[Short exercise 1] Could you reproduce word for word the stretch of the passage on inflation in history from "In ancient Rome, from" through "only two percent."?

[Reading passage]
=====
Inflation In History

Inflation In History

Governments fund themselves through three ways. They can either – tax, borrow or inflate. The last option is preferred, as it is the method least likely to anger the public. However, inflation is associated with large-scale wars and great social and economic upheavals.

Greetings. Today, I would like to talk about why governments often choose to inflate their currency despite the risks of hyperinflation. There are three ways that governments can fund themselves. They are – to tax, to borrow, or to inflate the amount of currency. Taxation is very unpopular with the public because its effects are so direct.

Borrowing is not a true remedy as it merely delays payment. To some degree, governments can continue borrowing, but it is like a person using one credit card to pay off another card. This can only last so long. At some point, the government must either levy new taxes, begin inflating, or default.

Inflation is an insidious way that governments can raise funds. It is effectively a tax on those holding money. Instead of paying money to the government as with the case of a conventional tax, the government prints new money to spend. The value of this new money is siphoned off the value of the currency already in existence. This transfers wealth from the citizens to the government or at least to those controlling the issuance of currency.

This sordid tale has been retold many times. In medieval Europe, monarchs would clip coins. Clipping is a process whereby very thin shavings of metal are taken off the edges of many coins to produce a new one. Laws are then imposed, forcing people to accept the underweight coins at their face value.

In ancient Rome, from the time of Nero and after, the precious metal content of the denarius steadily declined, from being a nearly pure silver coin to one containing only two percent.

Genghis Khan created what was to be the largest continuous empire in the world. The paper money that only he, and his highest ranking officials could create, concentrated his power, but through successive periods of over-issuance, the economy suffered and the eventually the empire fragmented. Paper money was abandoned in the East until it was reintroduced by the Europeans, some 350 years later.
=====
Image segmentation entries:
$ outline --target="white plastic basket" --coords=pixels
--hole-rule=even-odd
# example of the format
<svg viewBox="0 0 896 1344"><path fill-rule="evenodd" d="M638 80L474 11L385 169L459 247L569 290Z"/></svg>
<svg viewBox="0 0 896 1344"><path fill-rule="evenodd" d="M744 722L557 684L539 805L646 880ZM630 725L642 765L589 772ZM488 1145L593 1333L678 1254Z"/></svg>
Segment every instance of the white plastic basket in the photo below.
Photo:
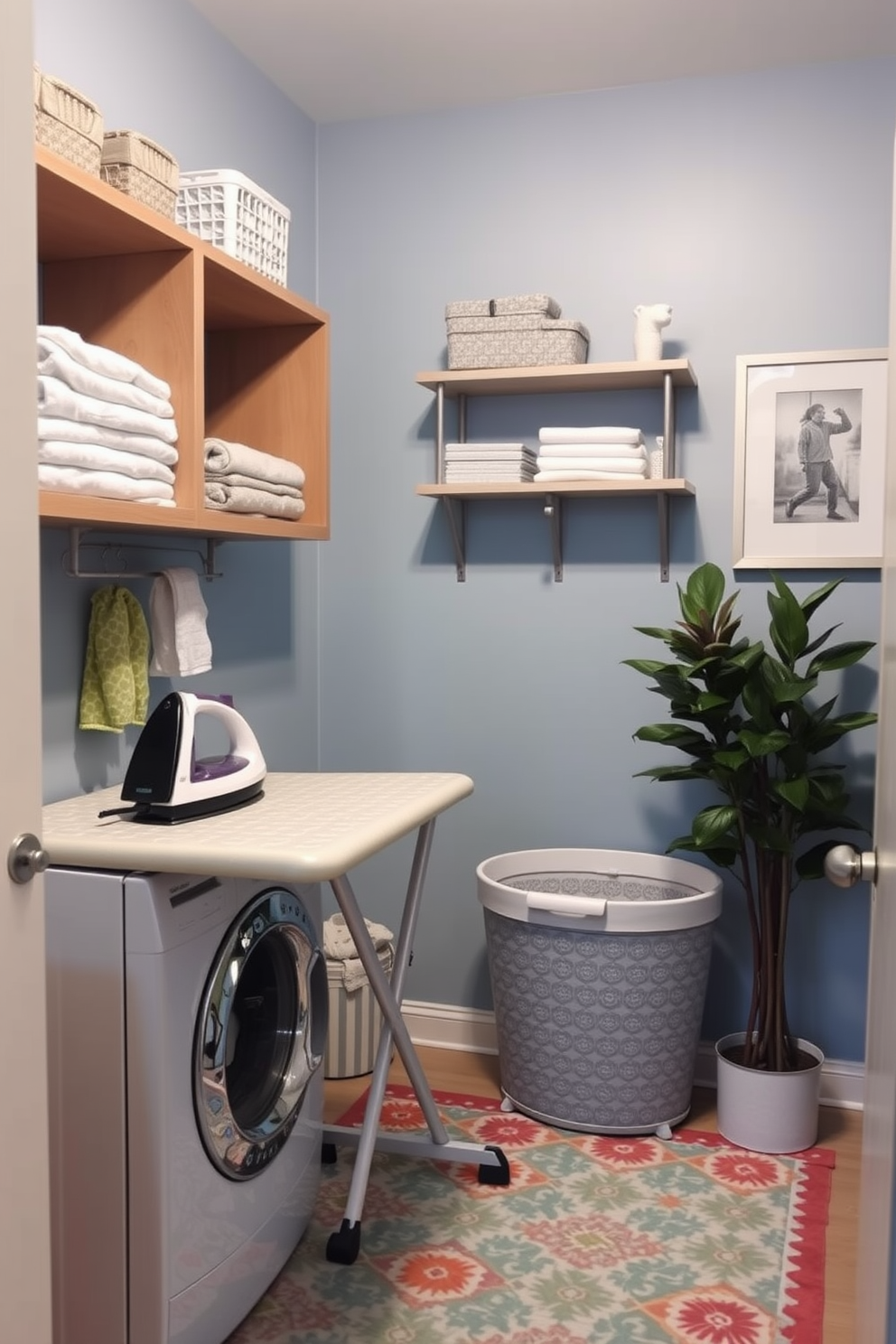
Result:
<svg viewBox="0 0 896 1344"><path fill-rule="evenodd" d="M181 172L175 218L228 257L286 284L290 212L243 173Z"/></svg>

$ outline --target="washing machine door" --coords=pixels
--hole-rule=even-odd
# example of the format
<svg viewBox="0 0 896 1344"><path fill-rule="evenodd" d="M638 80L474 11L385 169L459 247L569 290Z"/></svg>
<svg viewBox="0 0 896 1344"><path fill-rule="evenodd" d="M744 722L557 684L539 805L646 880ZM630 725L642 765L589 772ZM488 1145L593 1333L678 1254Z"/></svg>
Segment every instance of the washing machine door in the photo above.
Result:
<svg viewBox="0 0 896 1344"><path fill-rule="evenodd" d="M259 892L227 933L203 995L193 1099L210 1159L250 1180L289 1138L326 1046L326 962L293 891Z"/></svg>

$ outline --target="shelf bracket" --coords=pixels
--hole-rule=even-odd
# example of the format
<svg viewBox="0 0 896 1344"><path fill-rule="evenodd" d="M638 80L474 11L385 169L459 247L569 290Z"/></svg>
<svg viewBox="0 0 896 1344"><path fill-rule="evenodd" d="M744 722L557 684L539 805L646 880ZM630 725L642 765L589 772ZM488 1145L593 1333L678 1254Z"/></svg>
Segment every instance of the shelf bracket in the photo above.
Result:
<svg viewBox="0 0 896 1344"><path fill-rule="evenodd" d="M669 582L669 496L657 495L660 520L660 582Z"/></svg>
<svg viewBox="0 0 896 1344"><path fill-rule="evenodd" d="M451 534L451 546L454 547L454 563L457 564L457 581L463 583L466 581L466 507L463 500L451 499L450 495L442 496L442 503L445 504L445 516L449 524L449 532Z"/></svg>
<svg viewBox="0 0 896 1344"><path fill-rule="evenodd" d="M551 551L553 552L553 582L563 583L563 505L557 495L544 496L544 516L551 524Z"/></svg>

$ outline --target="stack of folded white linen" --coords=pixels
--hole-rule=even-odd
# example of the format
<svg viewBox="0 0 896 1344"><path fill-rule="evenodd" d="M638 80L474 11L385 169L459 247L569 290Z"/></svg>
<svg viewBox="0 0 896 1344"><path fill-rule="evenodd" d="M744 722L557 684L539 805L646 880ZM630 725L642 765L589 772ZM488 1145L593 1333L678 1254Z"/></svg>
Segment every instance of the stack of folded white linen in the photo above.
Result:
<svg viewBox="0 0 896 1344"><path fill-rule="evenodd" d="M446 444L445 484L453 481L531 481L536 454L525 444Z"/></svg>
<svg viewBox="0 0 896 1344"><path fill-rule="evenodd" d="M297 519L305 512L304 484L296 462L246 444L206 439L206 508Z"/></svg>
<svg viewBox="0 0 896 1344"><path fill-rule="evenodd" d="M171 387L67 327L38 327L38 481L48 491L175 503Z"/></svg>
<svg viewBox="0 0 896 1344"><path fill-rule="evenodd" d="M650 474L643 434L629 425L539 430L536 481L625 481Z"/></svg>

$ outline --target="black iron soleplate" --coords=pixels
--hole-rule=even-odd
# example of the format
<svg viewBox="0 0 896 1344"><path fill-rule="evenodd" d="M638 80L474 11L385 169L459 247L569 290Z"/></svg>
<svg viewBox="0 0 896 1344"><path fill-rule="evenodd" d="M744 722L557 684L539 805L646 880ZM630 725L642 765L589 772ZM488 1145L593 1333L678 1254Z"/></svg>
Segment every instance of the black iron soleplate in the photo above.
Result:
<svg viewBox="0 0 896 1344"><path fill-rule="evenodd" d="M137 810L128 816L129 821L144 821L156 827L173 827L180 821L199 821L201 817L216 817L222 812L235 812L246 808L250 802L257 802L265 797L261 784L250 784L244 789L235 789L232 793L219 798L201 798L195 802L181 802L169 806L165 802L150 802L145 808L137 804Z"/></svg>

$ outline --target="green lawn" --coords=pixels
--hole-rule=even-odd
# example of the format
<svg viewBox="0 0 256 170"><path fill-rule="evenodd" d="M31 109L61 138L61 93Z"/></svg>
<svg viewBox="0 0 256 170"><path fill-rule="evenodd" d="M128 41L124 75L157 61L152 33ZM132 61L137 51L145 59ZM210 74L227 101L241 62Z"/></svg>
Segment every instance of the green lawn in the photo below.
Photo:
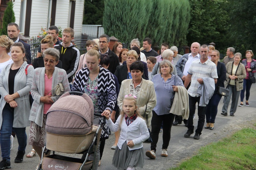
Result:
<svg viewBox="0 0 256 170"><path fill-rule="evenodd" d="M230 137L203 147L196 155L170 169L255 169L256 128L243 129Z"/></svg>

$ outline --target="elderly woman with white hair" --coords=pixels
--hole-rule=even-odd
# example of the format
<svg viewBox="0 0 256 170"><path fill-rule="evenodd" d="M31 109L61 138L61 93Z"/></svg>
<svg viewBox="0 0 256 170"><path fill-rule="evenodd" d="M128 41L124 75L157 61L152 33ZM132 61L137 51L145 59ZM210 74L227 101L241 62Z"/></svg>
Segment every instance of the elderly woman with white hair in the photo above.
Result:
<svg viewBox="0 0 256 170"><path fill-rule="evenodd" d="M163 51L162 53L162 57L163 59L163 60L161 62L157 62L156 63L156 64L154 66L153 70L152 71L152 73L151 73L151 77L152 78L154 76L159 73L160 68L159 67L159 64L162 62L164 60L168 60L170 62L171 62L172 61L172 59L173 58L173 56L174 55L173 51L172 51L170 49L167 49ZM173 71L172 74L174 74L175 75L177 75L177 70L176 70L176 67L173 64L171 63L172 66L173 67Z"/></svg>
<svg viewBox="0 0 256 170"><path fill-rule="evenodd" d="M234 54L234 61L228 62L226 66L228 82L227 88L229 89L229 94L222 107L222 112L221 114L224 116L228 115L228 108L231 96L230 115L234 116L234 114L237 111L240 93L243 90L243 79L246 77L245 67L240 62L241 59L241 53L237 52Z"/></svg>
<svg viewBox="0 0 256 170"><path fill-rule="evenodd" d="M134 38L131 41L131 43L130 43L130 47L131 48L135 46L137 47L139 49L140 45L140 41L139 41L138 38ZM147 63L147 59L144 53L140 52L140 55L139 58L138 60L141 60L142 61L144 61L145 63Z"/></svg>
<svg viewBox="0 0 256 170"><path fill-rule="evenodd" d="M59 51L51 48L44 51L43 56L44 67L35 69L31 88L34 101L29 119L31 121L29 144L40 156L46 141L46 113L61 96L56 95L52 89L61 83L64 93L70 91L66 71L55 66L59 62Z"/></svg>
<svg viewBox="0 0 256 170"><path fill-rule="evenodd" d="M178 62L178 61L182 57L182 56L180 54L178 54L178 47L176 46L172 46L170 49L173 51L174 55L172 56L172 57L173 58L172 59L172 61L173 62L173 64L174 65L176 65L177 63Z"/></svg>

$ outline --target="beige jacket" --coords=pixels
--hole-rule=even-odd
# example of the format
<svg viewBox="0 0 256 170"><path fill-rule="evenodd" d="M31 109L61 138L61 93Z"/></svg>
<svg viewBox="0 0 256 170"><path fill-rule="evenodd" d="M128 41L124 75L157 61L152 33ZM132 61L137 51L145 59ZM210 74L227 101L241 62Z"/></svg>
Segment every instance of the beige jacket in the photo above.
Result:
<svg viewBox="0 0 256 170"><path fill-rule="evenodd" d="M229 75L232 74L232 65L233 62L229 62L226 65L227 68L227 80L228 82L229 82L230 79L229 77ZM237 91L239 91L243 90L243 79L246 77L246 71L244 65L241 63L239 64L239 66L237 68L236 76L238 78L235 80L236 86L237 87Z"/></svg>
<svg viewBox="0 0 256 170"><path fill-rule="evenodd" d="M178 92L175 92L173 103L170 112L187 120L189 115L188 94L185 87L178 86Z"/></svg>
<svg viewBox="0 0 256 170"><path fill-rule="evenodd" d="M156 104L156 95L153 82L150 80L142 79L140 89L137 98L137 106L141 115L144 117L146 105L147 105L146 114L148 115L148 126L149 126L151 124L152 110ZM125 96L131 94L130 84L132 81L132 79L127 79L122 81L117 98L117 105L120 110L123 109L123 101ZM145 119L146 119L145 116Z"/></svg>

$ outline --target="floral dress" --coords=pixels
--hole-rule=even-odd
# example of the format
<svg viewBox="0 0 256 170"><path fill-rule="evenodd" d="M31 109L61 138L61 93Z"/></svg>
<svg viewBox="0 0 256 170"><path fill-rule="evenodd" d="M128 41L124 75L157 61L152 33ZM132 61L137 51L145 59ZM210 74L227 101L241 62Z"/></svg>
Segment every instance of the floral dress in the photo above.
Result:
<svg viewBox="0 0 256 170"><path fill-rule="evenodd" d="M98 75L94 80L91 80L90 77L88 77L84 87L84 93L88 95L93 101L94 108L94 113L99 113L99 104L98 102ZM94 122L94 124L96 122Z"/></svg>

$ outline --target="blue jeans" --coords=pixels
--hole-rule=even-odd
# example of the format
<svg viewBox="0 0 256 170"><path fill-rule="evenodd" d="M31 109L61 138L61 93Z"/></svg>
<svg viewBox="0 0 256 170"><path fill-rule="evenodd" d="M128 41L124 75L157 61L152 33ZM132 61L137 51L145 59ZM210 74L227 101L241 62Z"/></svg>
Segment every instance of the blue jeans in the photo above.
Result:
<svg viewBox="0 0 256 170"><path fill-rule="evenodd" d="M209 101L206 109L206 123L214 123L218 112L218 105L222 96L218 93L213 94Z"/></svg>
<svg viewBox="0 0 256 170"><path fill-rule="evenodd" d="M14 109L11 107L9 104L6 103L3 109L3 121L0 135L0 145L1 147L2 157L10 160L11 152L11 135L12 134L13 123ZM26 127L14 128L16 133L19 151L25 151L27 146L27 134Z"/></svg>
<svg viewBox="0 0 256 170"><path fill-rule="evenodd" d="M240 94L240 98L241 98L241 102L242 102L244 101L244 92L245 91L246 91L245 99L246 101L249 100L249 97L250 97L250 90L251 90L252 84L252 83L251 82L251 80L250 79L244 79L243 90L241 91L241 94Z"/></svg>

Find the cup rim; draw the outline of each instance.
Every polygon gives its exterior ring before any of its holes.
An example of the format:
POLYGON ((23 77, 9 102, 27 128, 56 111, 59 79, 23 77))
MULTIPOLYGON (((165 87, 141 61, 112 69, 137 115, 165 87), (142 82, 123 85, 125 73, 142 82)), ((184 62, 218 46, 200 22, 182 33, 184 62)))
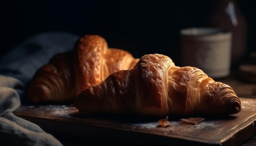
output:
POLYGON ((189 27, 182 29, 180 31, 180 35, 189 36, 205 36, 214 34, 230 33, 227 29, 219 27, 189 27))

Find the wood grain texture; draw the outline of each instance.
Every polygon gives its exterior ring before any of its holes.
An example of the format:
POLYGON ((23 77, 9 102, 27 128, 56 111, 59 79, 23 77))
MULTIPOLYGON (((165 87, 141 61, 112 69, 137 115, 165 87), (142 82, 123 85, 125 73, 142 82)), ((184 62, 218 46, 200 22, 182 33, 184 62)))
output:
POLYGON ((171 126, 165 128, 158 126, 159 118, 81 114, 72 105, 22 106, 14 113, 74 142, 96 139, 133 144, 238 146, 256 134, 256 100, 240 100, 241 111, 237 114, 202 117, 205 119, 198 125, 180 120, 186 117, 169 117, 171 126))

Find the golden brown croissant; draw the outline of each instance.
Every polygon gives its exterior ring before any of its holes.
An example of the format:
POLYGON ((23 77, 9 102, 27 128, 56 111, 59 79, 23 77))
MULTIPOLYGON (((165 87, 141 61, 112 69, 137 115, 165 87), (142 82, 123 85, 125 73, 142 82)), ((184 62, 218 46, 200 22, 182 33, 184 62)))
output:
POLYGON ((110 75, 74 100, 80 112, 146 116, 231 114, 241 102, 228 85, 200 69, 175 66, 168 56, 142 56, 134 68, 110 75))
POLYGON ((83 89, 139 60, 125 50, 108 48, 97 35, 85 35, 72 52, 57 54, 37 71, 29 87, 34 102, 71 102, 83 89))

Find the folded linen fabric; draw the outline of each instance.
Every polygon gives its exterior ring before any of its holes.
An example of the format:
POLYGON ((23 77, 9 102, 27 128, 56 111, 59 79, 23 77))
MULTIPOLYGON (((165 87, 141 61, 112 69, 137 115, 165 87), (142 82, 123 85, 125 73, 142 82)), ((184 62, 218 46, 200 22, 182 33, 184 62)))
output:
POLYGON ((76 35, 63 32, 40 34, 25 41, 0 58, 1 144, 63 145, 38 125, 12 112, 25 103, 28 84, 36 70, 54 55, 71 50, 78 38, 76 35))

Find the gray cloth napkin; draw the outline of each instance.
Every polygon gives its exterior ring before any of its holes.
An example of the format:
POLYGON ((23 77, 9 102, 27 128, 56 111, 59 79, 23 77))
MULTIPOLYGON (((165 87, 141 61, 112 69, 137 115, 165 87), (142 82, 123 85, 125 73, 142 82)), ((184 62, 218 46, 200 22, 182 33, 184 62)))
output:
POLYGON ((13 113, 23 100, 36 70, 54 55, 71 51, 78 36, 63 32, 36 35, 0 58, 0 144, 11 146, 62 146, 38 125, 13 113))

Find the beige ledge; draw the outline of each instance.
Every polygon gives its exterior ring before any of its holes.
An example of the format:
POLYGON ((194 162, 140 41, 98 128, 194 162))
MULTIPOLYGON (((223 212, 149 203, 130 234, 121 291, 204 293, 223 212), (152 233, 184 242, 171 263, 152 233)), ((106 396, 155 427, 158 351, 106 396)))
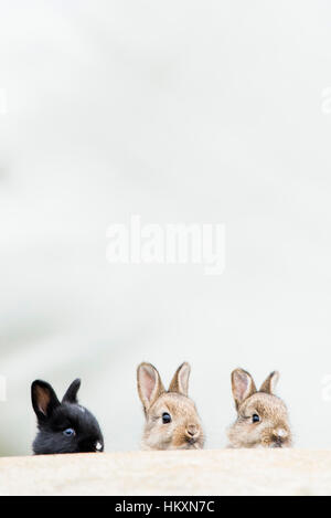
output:
POLYGON ((0 495, 331 495, 331 451, 0 458, 0 495))

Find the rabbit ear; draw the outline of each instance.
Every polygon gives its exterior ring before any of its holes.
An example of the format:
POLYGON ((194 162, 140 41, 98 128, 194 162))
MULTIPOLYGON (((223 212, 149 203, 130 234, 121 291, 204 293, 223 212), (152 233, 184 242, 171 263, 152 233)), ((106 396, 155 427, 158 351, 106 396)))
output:
POLYGON ((271 374, 269 374, 266 381, 263 383, 259 391, 265 392, 266 394, 274 394, 278 380, 279 380, 279 372, 277 371, 271 372, 271 374))
POLYGON ((180 394, 188 395, 190 373, 190 363, 182 363, 178 368, 174 377, 172 378, 172 381, 169 387, 169 392, 178 392, 180 394))
POLYGON ((81 388, 81 380, 77 378, 75 381, 72 382, 70 388, 67 389, 66 393, 63 397, 63 403, 78 403, 77 400, 77 392, 81 388))
POLYGON ((53 388, 45 381, 35 380, 31 385, 32 406, 39 420, 45 421, 61 405, 53 388))
POLYGON ((247 398, 257 392, 254 380, 249 372, 243 369, 236 369, 232 376, 232 393, 236 403, 236 408, 243 403, 247 398))
POLYGON ((159 372, 151 363, 140 363, 137 369, 137 383, 139 398, 147 412, 166 390, 159 372))

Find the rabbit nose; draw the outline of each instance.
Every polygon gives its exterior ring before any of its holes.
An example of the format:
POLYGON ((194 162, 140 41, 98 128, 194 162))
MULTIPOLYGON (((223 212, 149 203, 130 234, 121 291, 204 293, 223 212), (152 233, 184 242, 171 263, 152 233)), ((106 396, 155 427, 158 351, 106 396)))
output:
POLYGON ((199 435, 197 426, 195 426, 195 424, 190 424, 186 427, 186 435, 189 438, 196 437, 199 435))

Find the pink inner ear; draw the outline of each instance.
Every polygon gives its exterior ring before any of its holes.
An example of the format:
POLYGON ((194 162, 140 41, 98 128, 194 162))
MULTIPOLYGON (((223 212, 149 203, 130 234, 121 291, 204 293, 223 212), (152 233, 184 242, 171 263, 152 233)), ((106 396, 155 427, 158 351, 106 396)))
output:
POLYGON ((156 388, 156 377, 146 367, 142 368, 142 372, 141 372, 141 387, 142 387, 146 399, 150 401, 152 392, 156 388))
POLYGON ((238 401, 243 401, 249 388, 249 379, 247 376, 239 372, 235 373, 235 395, 238 401))

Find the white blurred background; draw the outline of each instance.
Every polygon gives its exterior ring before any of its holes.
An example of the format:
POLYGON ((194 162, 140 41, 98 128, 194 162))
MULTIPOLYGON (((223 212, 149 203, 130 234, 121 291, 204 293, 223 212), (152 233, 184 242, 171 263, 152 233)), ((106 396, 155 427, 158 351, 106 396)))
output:
POLYGON ((142 360, 167 383, 191 362, 209 447, 238 366, 280 370, 296 445, 331 447, 330 22, 328 0, 0 0, 0 454, 31 453, 35 378, 82 377, 107 451, 138 448, 142 360), (131 214, 225 223, 225 273, 107 263, 131 214))

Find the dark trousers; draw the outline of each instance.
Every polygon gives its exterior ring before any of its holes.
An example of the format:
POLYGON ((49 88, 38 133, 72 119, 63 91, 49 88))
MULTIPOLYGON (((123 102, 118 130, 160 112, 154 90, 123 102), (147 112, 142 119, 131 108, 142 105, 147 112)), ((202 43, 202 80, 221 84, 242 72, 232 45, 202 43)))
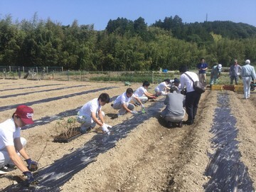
=====
[Short exercise 2] Which lines of the records above contain the word "washing"? Return each of them in full; case counts.

[Finished answer 1]
In ancient Rome, from the time of Nero and after, the precious metal content of the denarius steadily declined, from being a nearly pure silver coin to one containing only two percent.

[Finished answer 2]
$ outline --target="washing machine door" --coords=pixels
Segment every instance of the washing machine door in the photo above.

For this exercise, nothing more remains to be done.